• Task list:
[1] Print everything in the Diamond timeshare forum thread below from "But of course" down to "that is outrageous.".
[2] Using the Diamond timeshare forum thread below, decide whether each statement agrees with it, and answer yes or no with the deciding words quoted from the thread. (a) youppi lists the Grizzly Bear Suite at Great Wolf Lodge Concord North Carolina at 65735 points. (b) RLS50 has personal dealings with Westgate. (c) RLS50 describes the point requirements as 2 to 4 times the current market rate for non-DRI members.
[3] In the Diamond timeshare forum thread below, what price does youppi give for booking the Grizzly Bear Suite on booking dot com?

• Text extract:
>>>

I'm in total agreement.


----------



## RLS50 (Jul 2, 2017)

youppi said:


> IMO, it should never be more expensive. DRI sells points to members as a pre-paid vacations. So, the number of point equivalent in $$$ should always be cheaper than the market value. Saving money over years is part of their sales pitch.
> IMO, DRI should not add resorts where the members will pay more with point than renting them from the market.


I agree 100% with you in principle, but just for argument's sake let's say Diamond has to charge a little more for whatever reason.  And let's assume those additional charges are somewhat legit.   After all in our personal experience there seems to be a myriad of operational inefficiencies inside Diamond compared to our experiences with Marriott or Westin.  One would think those inefficiencies would logically have to add layers of additional costs for members.

But of course we aren't talking about it being just a little more expensive, we are talking about grossly inflated point requirements that are 2 or 3 or 4 times more expensive than the current market rate for non DRI members.   That is a massive disconnect from fair market value.  And that is outrageous.

I do not have any personal dealings or history with Westgate, but so far I have not really come across another company in the timeshare world like Diamond where one can find so many examples of a product that seems to consistently under deliver from a cost vs. value proposition.


----------



## pedro47 (Jul 2, 2017)

Has anyone look at the number of points needed to exchange into Great Wolf Lodge ?


----------



## youppi (Jul 2, 2017)

pedro47 said:


> Has anyone look at the number of points needed to exchange into Great Wolf Lodge ?


Yes. Those resorts are also too expensive using points.
Example: Great Wolf Lodge Concord North Carolina, Grizzly Bear Suite at 65735 pts (over $11,000) when you can book it on booking dot com for around $4,760


----------



## rickandcindy23 (Jul 2, 2017)

It's like Shell's book of hotels they will leave on the table with you, while they go to get the big guns to close the deal.  The points are outrageous, and since you probably know nothing about the point values listed, you actually think those hotels are real options for you, when in fact they are just a selling ploy.


----------

<<<

• Dataset excerpt:

>>>

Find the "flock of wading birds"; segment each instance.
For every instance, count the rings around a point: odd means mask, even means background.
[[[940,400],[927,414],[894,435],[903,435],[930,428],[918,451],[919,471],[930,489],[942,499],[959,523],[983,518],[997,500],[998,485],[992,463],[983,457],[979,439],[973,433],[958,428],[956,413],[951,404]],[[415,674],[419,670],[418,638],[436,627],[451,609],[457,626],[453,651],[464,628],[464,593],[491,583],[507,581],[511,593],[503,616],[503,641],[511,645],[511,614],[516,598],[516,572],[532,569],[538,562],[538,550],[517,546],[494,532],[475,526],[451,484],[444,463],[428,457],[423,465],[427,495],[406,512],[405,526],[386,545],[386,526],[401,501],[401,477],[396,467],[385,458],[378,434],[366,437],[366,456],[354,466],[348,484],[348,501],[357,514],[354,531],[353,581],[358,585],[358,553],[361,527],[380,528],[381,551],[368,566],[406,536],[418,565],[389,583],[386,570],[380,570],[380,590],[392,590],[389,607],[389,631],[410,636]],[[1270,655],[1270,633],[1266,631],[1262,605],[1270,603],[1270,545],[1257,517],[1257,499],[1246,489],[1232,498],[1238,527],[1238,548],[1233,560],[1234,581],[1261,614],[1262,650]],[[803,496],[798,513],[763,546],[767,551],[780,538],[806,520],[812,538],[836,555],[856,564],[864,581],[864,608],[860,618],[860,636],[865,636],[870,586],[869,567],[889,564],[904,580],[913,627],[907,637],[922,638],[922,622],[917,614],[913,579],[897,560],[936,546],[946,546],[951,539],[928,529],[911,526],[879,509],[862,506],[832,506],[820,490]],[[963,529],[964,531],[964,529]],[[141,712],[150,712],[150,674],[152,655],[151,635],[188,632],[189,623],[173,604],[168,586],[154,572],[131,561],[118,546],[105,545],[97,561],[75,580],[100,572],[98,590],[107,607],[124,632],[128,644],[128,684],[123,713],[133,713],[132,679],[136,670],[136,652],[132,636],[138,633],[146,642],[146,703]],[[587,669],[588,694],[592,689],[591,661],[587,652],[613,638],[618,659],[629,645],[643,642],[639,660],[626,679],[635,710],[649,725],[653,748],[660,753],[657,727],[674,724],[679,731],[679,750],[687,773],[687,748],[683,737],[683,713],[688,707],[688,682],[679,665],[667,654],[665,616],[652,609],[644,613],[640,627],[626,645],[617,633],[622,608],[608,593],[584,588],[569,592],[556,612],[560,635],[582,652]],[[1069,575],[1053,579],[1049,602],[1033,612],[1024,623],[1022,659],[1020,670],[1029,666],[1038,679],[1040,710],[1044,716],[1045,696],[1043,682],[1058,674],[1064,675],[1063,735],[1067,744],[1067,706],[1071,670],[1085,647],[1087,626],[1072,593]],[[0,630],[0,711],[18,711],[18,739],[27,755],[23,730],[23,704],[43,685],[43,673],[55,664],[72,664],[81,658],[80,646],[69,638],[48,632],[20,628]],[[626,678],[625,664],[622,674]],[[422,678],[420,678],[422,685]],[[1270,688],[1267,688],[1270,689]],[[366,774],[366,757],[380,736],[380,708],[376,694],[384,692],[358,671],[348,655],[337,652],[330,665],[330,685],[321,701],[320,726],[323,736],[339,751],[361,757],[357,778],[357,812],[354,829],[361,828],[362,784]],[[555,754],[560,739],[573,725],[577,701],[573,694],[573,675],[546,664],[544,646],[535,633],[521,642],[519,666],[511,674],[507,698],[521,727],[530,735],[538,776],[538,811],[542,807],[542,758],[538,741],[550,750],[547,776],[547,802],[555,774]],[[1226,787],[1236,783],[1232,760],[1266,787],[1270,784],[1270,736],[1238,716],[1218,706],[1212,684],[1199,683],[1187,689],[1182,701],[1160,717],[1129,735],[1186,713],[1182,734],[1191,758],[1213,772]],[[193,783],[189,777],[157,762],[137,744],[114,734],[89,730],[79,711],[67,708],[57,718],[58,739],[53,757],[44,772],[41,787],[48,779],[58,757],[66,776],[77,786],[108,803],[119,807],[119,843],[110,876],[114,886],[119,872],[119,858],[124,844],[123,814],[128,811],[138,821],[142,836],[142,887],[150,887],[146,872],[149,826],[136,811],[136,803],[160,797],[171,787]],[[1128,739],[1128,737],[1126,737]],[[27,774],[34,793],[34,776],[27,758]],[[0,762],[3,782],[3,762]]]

<<<

• Solution set:
[1]
But of course we aren't talking about it being just a little more expensive, we are talking about grossly inflated point requirements that are 2 or 3 or 4 times more expensive than the current market rate for non DRI members.   That is a massive disconnect from fair market value.  And that is outrageous.

[2]
(a) Yes: "Great Wolf Lodge Concord North Carolina, Grizzly Bear Suite at 65735 pts (over $11,000)"
(b) No: "I do not have any personal dealings or history with Westgate"
(c) Yes: "grossly inflated point requirements that are 2 or 3 or 4 times more expensive than the current market rate for non DRI members"

[3] Around $4,760.